Carry on the text on Phragmipedium orchids below, starting right after its last sentence.

** Begin PAGE TEXT **

Comments and corrections are welcome!

Phragmipedium

Phragmipedium (frag-muh-PEE-dee-um) are the new world tropical lady slipper orchids with species originating from southern Mexico (Mexipedium xerophyticum) through central South America. Phrag. species are mostly found growing on the ground, on rocks, and occasionally in trees. The tree dwellers are the long-petaled species such as cadautum and its’ relatives, which are known to prefer dryer conditions than most other Phrags, which often grow in the splash zone of waterfalls and streambeds and can even be submerged during periods of heavy rain. Like Paphs, Phrags generally flower on every mature growth, usually in the late winter and spring, and mature plants can flower sequentially for many months. Phrags are also known to drop one pristine looking bloom just as another is ready to open. This just happens to be the way they flower. Hobbyists generally regard Phrags as the easiest type of slipper orchid to grow.

Light
Requirements for Phrags range from medium (1500-2000 foot-candles) for Phrag. besseae and its’ relatives, (which also provides the cooler temperatures they prefer) to bright (3000-4000FC) for the long-petaled caudatum types and xerophyticum.

** End PAGE TEXT **
** Begin EXTRACTED DATA **

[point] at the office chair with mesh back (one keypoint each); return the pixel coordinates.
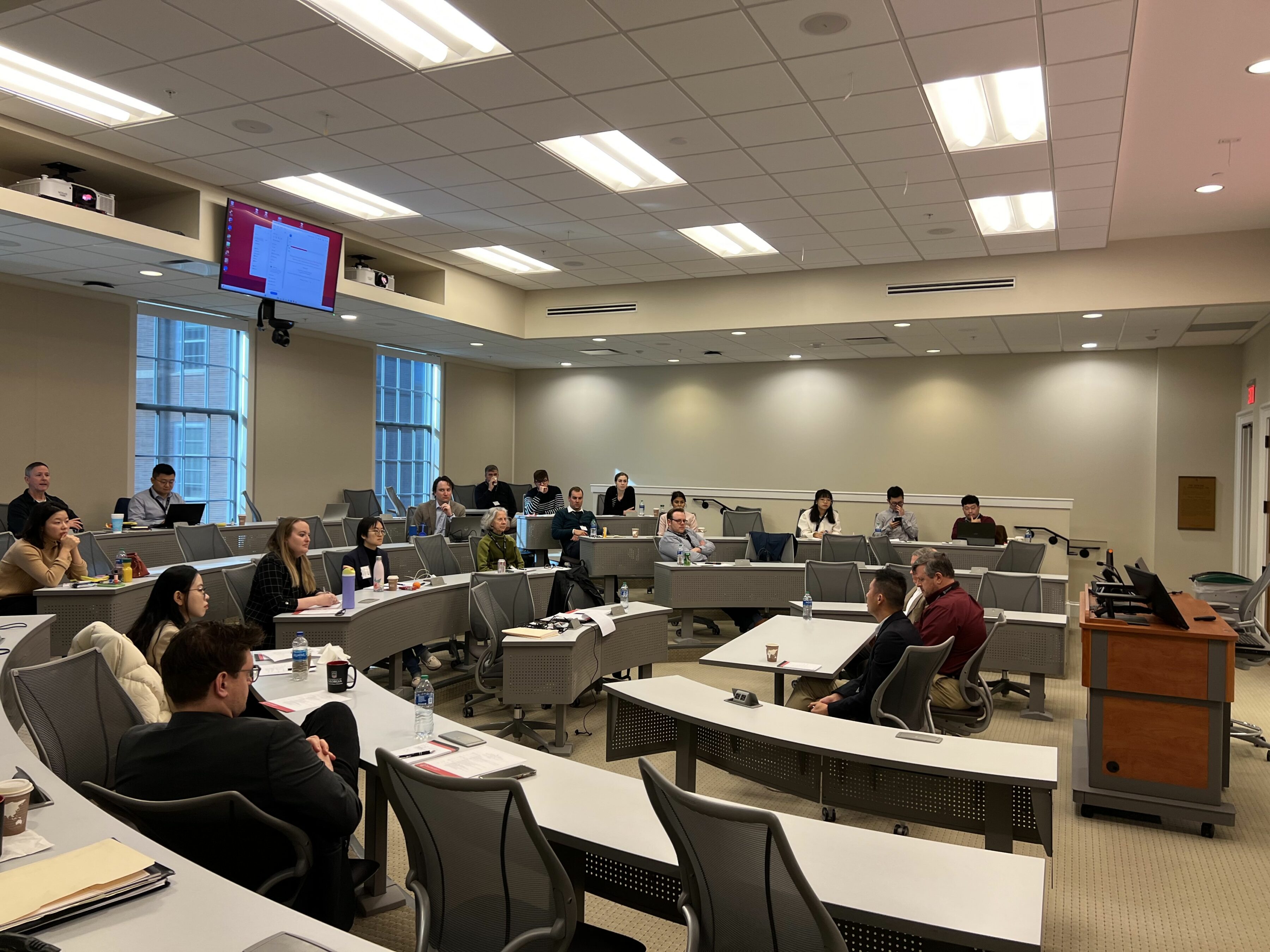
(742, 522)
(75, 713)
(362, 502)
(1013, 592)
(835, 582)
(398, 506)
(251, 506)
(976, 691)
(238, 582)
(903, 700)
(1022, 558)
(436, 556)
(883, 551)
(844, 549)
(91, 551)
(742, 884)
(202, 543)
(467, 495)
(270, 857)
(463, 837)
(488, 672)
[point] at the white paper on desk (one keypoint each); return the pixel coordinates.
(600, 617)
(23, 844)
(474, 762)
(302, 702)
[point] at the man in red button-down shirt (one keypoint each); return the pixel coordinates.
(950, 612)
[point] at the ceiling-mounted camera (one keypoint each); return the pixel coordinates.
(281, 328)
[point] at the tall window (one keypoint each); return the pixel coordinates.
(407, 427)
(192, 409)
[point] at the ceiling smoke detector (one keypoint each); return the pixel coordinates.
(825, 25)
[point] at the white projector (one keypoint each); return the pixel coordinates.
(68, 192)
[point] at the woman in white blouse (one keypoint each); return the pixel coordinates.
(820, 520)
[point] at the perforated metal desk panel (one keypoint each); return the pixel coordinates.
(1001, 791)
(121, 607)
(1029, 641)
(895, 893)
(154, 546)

** End EXTRACTED DATA **
** Begin EXTRACTED DATA **

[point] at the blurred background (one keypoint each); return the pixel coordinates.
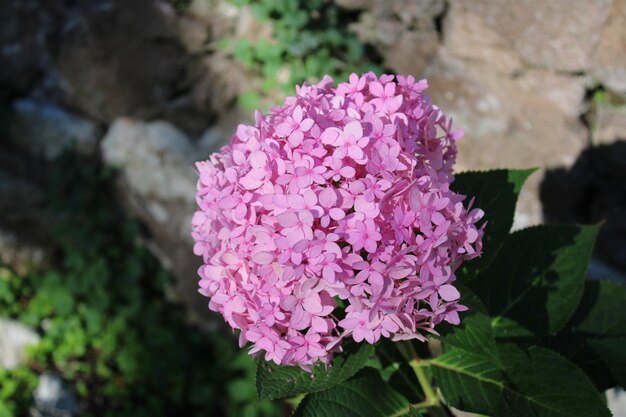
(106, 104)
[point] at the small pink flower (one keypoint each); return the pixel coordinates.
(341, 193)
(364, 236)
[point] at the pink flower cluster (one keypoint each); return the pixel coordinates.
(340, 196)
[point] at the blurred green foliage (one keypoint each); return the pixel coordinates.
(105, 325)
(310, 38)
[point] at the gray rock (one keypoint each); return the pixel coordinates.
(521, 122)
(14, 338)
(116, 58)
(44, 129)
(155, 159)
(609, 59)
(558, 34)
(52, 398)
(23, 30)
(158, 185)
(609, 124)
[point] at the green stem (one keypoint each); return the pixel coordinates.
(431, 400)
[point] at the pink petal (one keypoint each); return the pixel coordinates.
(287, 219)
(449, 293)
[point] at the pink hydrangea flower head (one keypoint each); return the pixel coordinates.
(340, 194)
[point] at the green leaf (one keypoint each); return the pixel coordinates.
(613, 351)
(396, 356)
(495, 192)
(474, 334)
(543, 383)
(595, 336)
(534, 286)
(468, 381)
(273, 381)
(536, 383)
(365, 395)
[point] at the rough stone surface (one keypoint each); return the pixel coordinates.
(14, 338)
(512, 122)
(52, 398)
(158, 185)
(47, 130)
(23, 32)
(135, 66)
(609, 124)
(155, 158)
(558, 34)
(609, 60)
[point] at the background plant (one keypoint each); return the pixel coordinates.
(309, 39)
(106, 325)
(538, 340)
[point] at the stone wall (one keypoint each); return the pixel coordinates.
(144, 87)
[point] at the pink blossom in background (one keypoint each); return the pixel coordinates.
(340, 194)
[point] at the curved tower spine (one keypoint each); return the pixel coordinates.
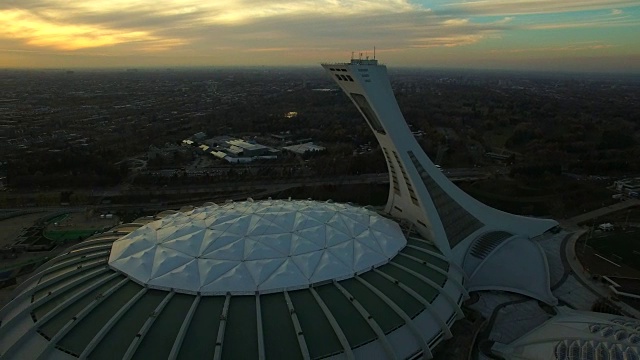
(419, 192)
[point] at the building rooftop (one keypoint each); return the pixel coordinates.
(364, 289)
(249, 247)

** End EXTRACTED DATA **
** Begin EXTRACTED DATA **

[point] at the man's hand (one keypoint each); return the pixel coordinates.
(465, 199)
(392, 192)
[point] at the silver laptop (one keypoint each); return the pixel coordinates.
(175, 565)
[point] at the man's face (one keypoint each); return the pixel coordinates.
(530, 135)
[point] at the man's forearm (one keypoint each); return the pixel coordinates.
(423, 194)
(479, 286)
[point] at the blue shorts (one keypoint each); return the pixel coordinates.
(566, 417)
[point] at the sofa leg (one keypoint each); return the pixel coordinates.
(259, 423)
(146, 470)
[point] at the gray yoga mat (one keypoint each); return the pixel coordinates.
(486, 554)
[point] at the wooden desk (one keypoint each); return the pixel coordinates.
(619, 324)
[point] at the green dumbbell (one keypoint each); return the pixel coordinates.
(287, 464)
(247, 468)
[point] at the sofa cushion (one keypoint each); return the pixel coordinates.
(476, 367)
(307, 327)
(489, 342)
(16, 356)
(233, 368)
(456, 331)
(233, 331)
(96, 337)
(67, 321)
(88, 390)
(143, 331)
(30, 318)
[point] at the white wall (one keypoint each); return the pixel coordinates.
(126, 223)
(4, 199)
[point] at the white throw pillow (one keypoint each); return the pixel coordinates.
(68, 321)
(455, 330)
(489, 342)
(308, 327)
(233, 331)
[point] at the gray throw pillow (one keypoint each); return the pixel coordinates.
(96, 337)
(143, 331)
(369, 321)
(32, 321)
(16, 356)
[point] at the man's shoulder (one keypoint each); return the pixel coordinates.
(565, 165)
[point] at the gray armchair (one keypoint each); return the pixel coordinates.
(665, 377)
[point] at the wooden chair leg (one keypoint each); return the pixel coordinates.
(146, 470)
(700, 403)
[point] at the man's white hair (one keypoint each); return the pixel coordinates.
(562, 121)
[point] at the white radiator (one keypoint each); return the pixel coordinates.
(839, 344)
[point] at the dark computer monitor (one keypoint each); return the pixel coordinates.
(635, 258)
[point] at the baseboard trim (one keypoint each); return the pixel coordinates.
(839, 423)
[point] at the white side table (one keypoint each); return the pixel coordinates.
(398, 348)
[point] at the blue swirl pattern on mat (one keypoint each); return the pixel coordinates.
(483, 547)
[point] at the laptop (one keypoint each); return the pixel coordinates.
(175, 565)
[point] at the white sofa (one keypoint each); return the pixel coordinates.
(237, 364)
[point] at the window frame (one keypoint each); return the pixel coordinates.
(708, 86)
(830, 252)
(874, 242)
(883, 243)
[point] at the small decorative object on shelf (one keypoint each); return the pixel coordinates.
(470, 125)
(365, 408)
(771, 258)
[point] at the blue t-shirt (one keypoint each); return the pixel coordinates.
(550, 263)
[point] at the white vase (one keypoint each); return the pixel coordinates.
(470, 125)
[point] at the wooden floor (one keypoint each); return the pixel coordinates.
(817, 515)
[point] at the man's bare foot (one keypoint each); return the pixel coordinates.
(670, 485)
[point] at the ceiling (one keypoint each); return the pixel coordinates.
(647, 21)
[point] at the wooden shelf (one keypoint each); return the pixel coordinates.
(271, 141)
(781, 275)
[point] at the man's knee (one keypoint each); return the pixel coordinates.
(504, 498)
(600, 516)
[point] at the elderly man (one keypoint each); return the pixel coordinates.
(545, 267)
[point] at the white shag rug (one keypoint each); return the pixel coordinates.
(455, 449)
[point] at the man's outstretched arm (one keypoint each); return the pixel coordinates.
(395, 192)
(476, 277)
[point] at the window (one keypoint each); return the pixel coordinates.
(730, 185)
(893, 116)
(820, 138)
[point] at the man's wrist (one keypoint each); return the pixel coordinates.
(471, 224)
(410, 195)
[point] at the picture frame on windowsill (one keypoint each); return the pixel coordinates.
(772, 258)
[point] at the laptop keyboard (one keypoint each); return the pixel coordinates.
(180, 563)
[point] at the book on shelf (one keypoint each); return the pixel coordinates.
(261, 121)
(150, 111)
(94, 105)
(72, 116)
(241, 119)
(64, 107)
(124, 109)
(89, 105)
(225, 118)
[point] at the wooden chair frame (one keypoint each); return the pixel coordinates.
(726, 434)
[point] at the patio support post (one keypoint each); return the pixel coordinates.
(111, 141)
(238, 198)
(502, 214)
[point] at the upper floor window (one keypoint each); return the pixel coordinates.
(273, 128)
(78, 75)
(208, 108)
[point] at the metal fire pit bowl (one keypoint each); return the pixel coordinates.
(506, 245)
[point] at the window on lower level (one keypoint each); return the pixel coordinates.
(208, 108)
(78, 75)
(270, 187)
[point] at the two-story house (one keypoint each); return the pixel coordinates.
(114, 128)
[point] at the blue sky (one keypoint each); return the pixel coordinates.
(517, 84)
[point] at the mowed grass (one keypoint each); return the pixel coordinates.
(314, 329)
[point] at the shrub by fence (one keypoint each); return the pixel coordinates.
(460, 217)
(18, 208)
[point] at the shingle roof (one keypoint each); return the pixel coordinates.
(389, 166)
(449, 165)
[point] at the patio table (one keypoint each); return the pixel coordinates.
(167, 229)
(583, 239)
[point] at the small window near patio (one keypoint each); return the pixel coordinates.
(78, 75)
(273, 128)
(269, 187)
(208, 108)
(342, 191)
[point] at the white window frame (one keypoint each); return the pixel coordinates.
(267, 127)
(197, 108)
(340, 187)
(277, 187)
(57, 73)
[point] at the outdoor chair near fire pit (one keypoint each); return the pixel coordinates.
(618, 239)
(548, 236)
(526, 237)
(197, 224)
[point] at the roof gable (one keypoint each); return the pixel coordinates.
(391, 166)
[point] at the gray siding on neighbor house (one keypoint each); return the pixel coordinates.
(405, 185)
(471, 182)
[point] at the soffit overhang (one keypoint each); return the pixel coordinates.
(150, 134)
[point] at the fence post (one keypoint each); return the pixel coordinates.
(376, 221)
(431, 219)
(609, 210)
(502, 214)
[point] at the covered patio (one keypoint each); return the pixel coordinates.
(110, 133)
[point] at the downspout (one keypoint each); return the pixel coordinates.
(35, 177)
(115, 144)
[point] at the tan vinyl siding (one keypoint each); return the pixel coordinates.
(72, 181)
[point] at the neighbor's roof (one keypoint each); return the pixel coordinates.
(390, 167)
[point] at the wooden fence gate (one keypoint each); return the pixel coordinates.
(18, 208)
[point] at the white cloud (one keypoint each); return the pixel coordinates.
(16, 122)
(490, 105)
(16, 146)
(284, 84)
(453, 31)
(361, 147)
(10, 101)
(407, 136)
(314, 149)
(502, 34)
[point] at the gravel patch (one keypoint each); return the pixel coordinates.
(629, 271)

** End EXTRACTED DATA **

TASK OUTPUT:
Temperature
Most Phrags can be grown at intermediate temperatures with nights in the upper 50’s to mid 60’s. However, besseae and schlimii can tolerate and often prefer somewhat cooler temperatures. Phrag. besseae is known to bloom a brighter shade of red when grown on the cool side. The latest species discovered, Phrag. kovachii, is becoming known for not tolerating warm temperatures well. Closely related to the Phrags, Mexipedium xerophyticum prefers temperatures on the warmer end of the above range.

Water
Good quality water is very important for Phrags. Though tap water with low dissolved solids will be adequate, rainwater, distilled water, or reverse osmosis is preferable. Most Phrags should be kept moist all the time, with the exception of the caudatum types and xerophyticum which can be allowed to dry out a bit between waterings. Always water in the morning to ensure that the foliage will be dry by the evening and do not let water accumulate in the crown of the plant.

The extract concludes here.